**What you should do**
Reproduce all of the material below verbatim, omitting the pictures.

## Start Material for the task

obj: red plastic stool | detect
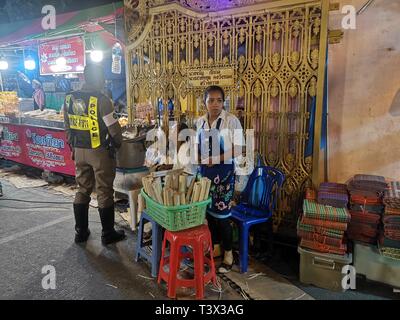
[158,225,217,299]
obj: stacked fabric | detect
[297,199,350,255]
[318,182,349,208]
[347,174,387,244]
[379,181,400,260]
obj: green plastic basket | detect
[141,189,211,231]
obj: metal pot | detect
[116,136,146,169]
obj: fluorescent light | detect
[90,50,103,62]
[0,58,8,70]
[56,57,67,67]
[24,57,36,70]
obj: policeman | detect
[64,64,125,245]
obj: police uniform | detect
[64,86,122,244]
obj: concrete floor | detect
[0,165,400,300]
[0,179,243,300]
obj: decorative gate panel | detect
[127,0,327,235]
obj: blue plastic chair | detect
[135,211,163,278]
[231,166,285,273]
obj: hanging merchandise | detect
[168,99,174,120]
[158,98,164,124]
[111,42,122,74]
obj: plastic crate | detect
[354,242,400,289]
[298,247,352,292]
[141,189,211,231]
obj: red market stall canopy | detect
[0,2,124,52]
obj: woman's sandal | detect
[218,262,233,273]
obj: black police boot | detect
[99,205,126,245]
[74,203,90,243]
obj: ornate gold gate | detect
[125,0,329,234]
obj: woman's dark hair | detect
[178,122,190,142]
[204,86,225,103]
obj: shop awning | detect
[0,1,125,51]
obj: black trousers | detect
[207,214,233,251]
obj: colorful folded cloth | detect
[385,207,400,216]
[349,210,381,225]
[347,223,379,240]
[306,188,317,201]
[383,215,400,226]
[379,233,400,249]
[379,246,400,261]
[348,234,378,245]
[319,182,347,193]
[384,229,400,241]
[383,181,400,208]
[350,194,383,207]
[297,218,344,239]
[297,230,344,249]
[301,216,347,231]
[300,239,347,255]
[350,203,385,214]
[303,199,351,222]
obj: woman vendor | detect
[196,86,244,273]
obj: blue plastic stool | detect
[135,211,162,278]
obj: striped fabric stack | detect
[379,181,400,260]
[347,174,387,244]
[318,182,349,208]
[297,199,350,255]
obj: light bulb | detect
[90,50,103,62]
[56,57,67,67]
[0,59,8,70]
[24,57,36,70]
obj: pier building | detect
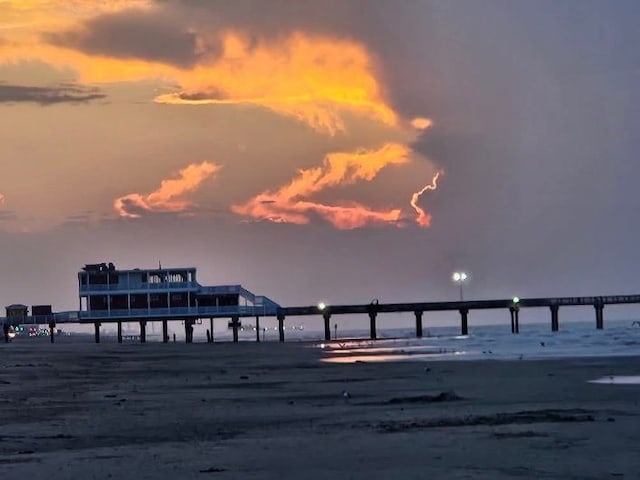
[78,263,280,342]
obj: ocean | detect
[315,320,640,363]
[15,320,640,363]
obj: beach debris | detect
[378,409,594,433]
[342,390,351,403]
[387,390,463,404]
[200,467,227,473]
[493,430,549,440]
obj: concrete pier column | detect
[49,321,56,343]
[278,313,284,342]
[231,317,240,343]
[549,305,560,332]
[162,320,169,343]
[322,312,331,342]
[593,300,604,330]
[140,320,147,343]
[413,310,422,338]
[460,308,469,335]
[369,312,378,340]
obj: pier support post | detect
[460,308,469,335]
[322,312,331,342]
[140,320,147,343]
[49,321,56,343]
[509,307,520,333]
[231,317,240,343]
[413,310,422,338]
[184,318,193,343]
[593,300,604,330]
[162,320,169,343]
[278,313,284,342]
[549,305,560,332]
[369,311,378,340]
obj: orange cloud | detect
[231,143,410,229]
[0,0,438,229]
[155,32,397,135]
[410,117,433,130]
[0,5,397,135]
[410,172,442,228]
[113,162,221,218]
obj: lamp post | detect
[451,272,469,302]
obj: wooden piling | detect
[413,310,422,338]
[278,313,284,342]
[49,321,56,343]
[231,317,240,343]
[549,305,560,332]
[593,300,604,330]
[369,310,378,340]
[460,308,469,335]
[322,311,331,342]
[140,320,147,343]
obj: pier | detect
[0,264,640,343]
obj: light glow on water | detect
[589,375,640,385]
[314,321,640,362]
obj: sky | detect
[0,0,640,322]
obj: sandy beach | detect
[0,342,640,480]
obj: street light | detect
[451,272,469,302]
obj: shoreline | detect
[0,342,640,480]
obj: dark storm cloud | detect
[44,10,217,66]
[0,83,106,105]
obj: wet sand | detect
[0,342,640,480]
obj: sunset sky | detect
[0,0,640,322]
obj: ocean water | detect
[313,321,640,363]
[14,320,640,363]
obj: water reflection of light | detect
[589,375,640,385]
[322,352,464,363]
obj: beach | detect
[0,341,640,480]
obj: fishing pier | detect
[0,263,640,343]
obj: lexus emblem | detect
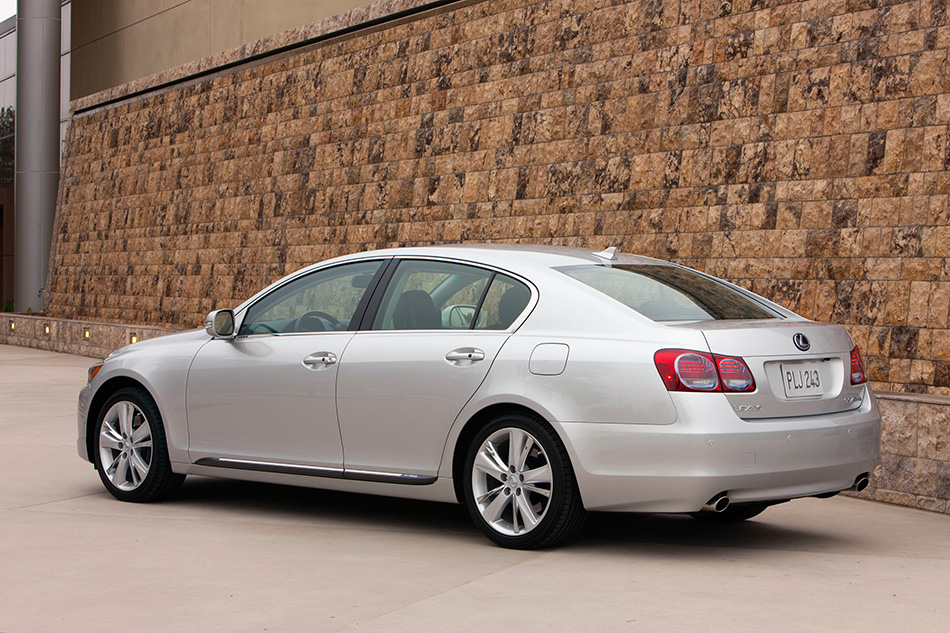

## End Material for the task

**Solution**
obj: red plastic stool | detect
[158,225,217,299]
obj: stacked fabric | detect
[297,199,350,255]
[318,182,349,208]
[347,174,387,244]
[379,181,400,260]
obj: green plastic basket | detect
[141,189,211,231]
obj: metal pot | detect
[116,136,146,169]
obj: fluorescent light | detect
[90,50,103,62]
[0,58,8,70]
[56,57,67,67]
[24,57,36,70]
obj: policeman | detect
[64,64,125,245]
obj: police uniform | detect
[64,86,122,244]
obj: concrete floor | detect
[0,165,400,300]
[0,179,243,300]
obj: decorative gate panel | detect
[127,0,327,235]
obj: blue plastic chair | detect
[135,211,163,278]
[231,166,285,273]
obj: hanging merchandise | detect
[168,99,174,120]
[158,98,164,124]
[111,42,122,74]
obj: plastic crate | detect
[354,242,400,289]
[298,247,352,292]
[141,189,211,231]
obj: red market stall canopy | detect
[0,2,124,52]
obj: woman's sandal | detect
[218,262,233,273]
obj: black police boot | detect
[99,205,126,245]
[74,203,90,243]
obj: ornate gold gate | detect
[125,0,329,234]
obj: woman's dark hair | detect
[178,122,190,142]
[204,86,225,103]
obj: shop awning | detect
[0,1,125,51]
obj: black trousers | detect
[207,214,233,251]
obj: colorful folded cloth | detect
[385,207,400,216]
[349,210,381,225]
[347,223,379,240]
[306,188,317,201]
[383,215,400,226]
[379,233,400,249]
[379,246,400,261]
[348,234,378,245]
[319,182,347,193]
[384,229,400,241]
[383,181,400,208]
[350,194,383,207]
[297,218,344,239]
[297,230,344,249]
[301,216,347,231]
[300,239,347,255]
[350,203,385,214]
[303,199,351,222]
obj: woman vendor | detect
[196,86,244,273]
obj: blue plastic stool | detect
[135,211,162,278]
obj: striped fabric stack | detect
[379,181,400,260]
[347,174,387,244]
[318,182,349,208]
[297,199,350,255]
obj: light bulb | detect
[90,50,103,62]
[56,57,67,67]
[0,59,8,70]
[24,57,36,70]
obj: pier building | detect
[78,263,280,342]
obj: ocean | detect
[315,320,640,363]
[15,320,640,363]
obj: beach debris | detect
[378,409,594,433]
[342,390,351,403]
[387,390,463,404]
[200,467,227,473]
[493,430,549,440]
obj: concrete pier column | detect
[49,321,56,343]
[278,313,284,342]
[231,317,240,343]
[549,305,560,332]
[162,320,169,343]
[322,312,331,342]
[593,300,604,330]
[140,320,147,343]
[413,310,422,338]
[460,308,469,335]
[369,312,378,340]
obj: pier support post | detect
[460,308,469,335]
[322,312,331,342]
[140,320,147,343]
[49,321,56,343]
[509,307,520,333]
[231,317,240,343]
[413,310,422,338]
[184,318,193,343]
[593,300,604,330]
[162,320,169,343]
[278,313,284,342]
[549,305,560,332]
[369,311,378,340]
obj: orange cloud | detect
[231,143,410,229]
[0,0,438,229]
[155,32,397,135]
[410,117,433,130]
[0,5,397,135]
[410,172,442,228]
[113,162,221,218]
obj: lamp post | detect
[451,272,469,302]
obj: wooden piling | detect
[413,310,422,338]
[278,313,284,342]
[49,321,56,343]
[231,317,240,343]
[549,305,560,332]
[593,300,604,330]
[369,310,378,340]
[460,308,469,335]
[322,311,331,342]
[140,320,147,343]
obj: pier | detect
[0,264,640,343]
obj: light glow on water | detect
[589,375,640,385]
[314,321,640,362]
obj: sky | detect
[0,0,640,322]
obj: sandy beach | detect
[0,342,640,480]
obj: street light | detect
[451,272,469,302]
obj: shoreline | detect
[0,342,640,480]
obj: dark storm cloud | detect
[44,10,217,66]
[0,83,106,105]
obj: wet sand | detect
[0,342,640,480]
obj: sunset sky | detect
[0,0,640,322]
obj: ocean water | detect
[313,321,640,363]
[14,320,640,363]
obj: water reflection of light | detect
[589,375,640,385]
[322,352,464,363]
obj: beach | detect
[0,341,640,480]
obj: fishing pier | detect
[0,263,640,343]
obj: lexus emblem | detect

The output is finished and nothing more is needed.